=== QUOTED PASSAGE ===

· · · · · · ·

Proving a function is constant, under certain conditions? The problem:
Assume $f: \mathbb{R} \rightarrow \mathbb{R}$ satisfies $|f(t) - f(x)| \leq |t - x|^2$ for all $t, x$. Prove $f$ is constant.
I believe I have some intuition about why this is the case; i.e. if $t$ and $x$ are very close, ($|t - x| = \epsilon$), then $\sqrt{\epsilon}$ will converge to 0, so $|f(t) - f(x)|$ will also converge to zero if you keep taking $t$ and $x$ closer and closer to each other. However, how do I formalize this argument? Thanks.

· · · · · · ·

=== EXERCISE DESCRIPTION ===
Please extract the forum post on proving a function is constant and reproduce all of it word for word.

Excerpt from the dataset
· · · · · · ·

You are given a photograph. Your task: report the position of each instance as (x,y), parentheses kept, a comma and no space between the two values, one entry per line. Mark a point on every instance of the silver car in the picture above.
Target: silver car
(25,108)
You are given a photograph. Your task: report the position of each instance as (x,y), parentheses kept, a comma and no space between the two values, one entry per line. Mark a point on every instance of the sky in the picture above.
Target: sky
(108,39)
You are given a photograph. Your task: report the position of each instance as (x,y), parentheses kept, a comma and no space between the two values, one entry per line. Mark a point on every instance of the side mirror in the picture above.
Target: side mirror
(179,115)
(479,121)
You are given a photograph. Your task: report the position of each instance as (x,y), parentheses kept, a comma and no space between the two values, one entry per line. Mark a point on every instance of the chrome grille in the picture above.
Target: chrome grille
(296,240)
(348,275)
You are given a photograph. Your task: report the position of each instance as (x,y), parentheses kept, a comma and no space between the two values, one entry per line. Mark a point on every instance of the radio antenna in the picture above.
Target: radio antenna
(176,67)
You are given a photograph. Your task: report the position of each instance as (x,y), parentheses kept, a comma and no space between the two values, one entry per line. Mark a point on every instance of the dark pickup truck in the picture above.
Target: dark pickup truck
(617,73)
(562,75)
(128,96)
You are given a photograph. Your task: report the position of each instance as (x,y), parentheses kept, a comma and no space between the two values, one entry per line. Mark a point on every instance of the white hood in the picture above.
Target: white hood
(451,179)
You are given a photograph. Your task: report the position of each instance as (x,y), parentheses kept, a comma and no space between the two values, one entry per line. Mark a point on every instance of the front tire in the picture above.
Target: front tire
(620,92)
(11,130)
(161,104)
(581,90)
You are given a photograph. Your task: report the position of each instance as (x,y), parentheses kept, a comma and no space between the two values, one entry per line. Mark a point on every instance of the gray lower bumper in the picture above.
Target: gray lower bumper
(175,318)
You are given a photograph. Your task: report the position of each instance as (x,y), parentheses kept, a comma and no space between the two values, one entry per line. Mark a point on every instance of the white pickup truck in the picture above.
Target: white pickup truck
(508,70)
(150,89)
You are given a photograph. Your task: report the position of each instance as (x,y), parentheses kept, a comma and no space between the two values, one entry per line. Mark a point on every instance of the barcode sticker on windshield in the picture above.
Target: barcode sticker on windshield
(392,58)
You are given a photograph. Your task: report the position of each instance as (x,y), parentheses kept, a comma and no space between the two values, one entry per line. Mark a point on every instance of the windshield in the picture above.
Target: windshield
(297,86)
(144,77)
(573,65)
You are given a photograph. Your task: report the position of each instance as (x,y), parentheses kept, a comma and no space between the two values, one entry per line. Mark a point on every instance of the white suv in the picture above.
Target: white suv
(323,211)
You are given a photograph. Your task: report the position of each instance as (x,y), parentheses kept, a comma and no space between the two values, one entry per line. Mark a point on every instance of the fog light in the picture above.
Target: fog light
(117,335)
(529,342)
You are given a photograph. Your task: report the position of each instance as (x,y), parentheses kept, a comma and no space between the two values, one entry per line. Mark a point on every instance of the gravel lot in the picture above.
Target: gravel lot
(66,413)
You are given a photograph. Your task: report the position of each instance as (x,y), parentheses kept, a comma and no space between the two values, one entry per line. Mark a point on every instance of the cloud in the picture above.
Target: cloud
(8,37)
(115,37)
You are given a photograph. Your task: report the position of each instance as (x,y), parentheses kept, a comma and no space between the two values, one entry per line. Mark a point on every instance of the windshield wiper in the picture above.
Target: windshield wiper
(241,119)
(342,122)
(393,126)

· · · · · · ·

=== SOLUTION TO THIS PROBLEM ===
Proving a function is constant, under certain conditions? The problem:
Assume $f: \mathbb{R} \rightarrow \mathbb{R}$ satisfies $|f(t) - f(x)| \leq |t - x|^2$ for all $t, x$. Prove $f$ is constant.
I believe I have some intuition about why this is the case; i.e. if $t$ and $x$ are very close, ($|t - x| = \epsilon$), then $\sqrt{\epsilon}$ will converge to 0, so $|f(t) - f(x)|$ will also converge to zero if you keep taking $t$ and $x$ closer and closer to each other. However, how do I formalize this argument? Thanks.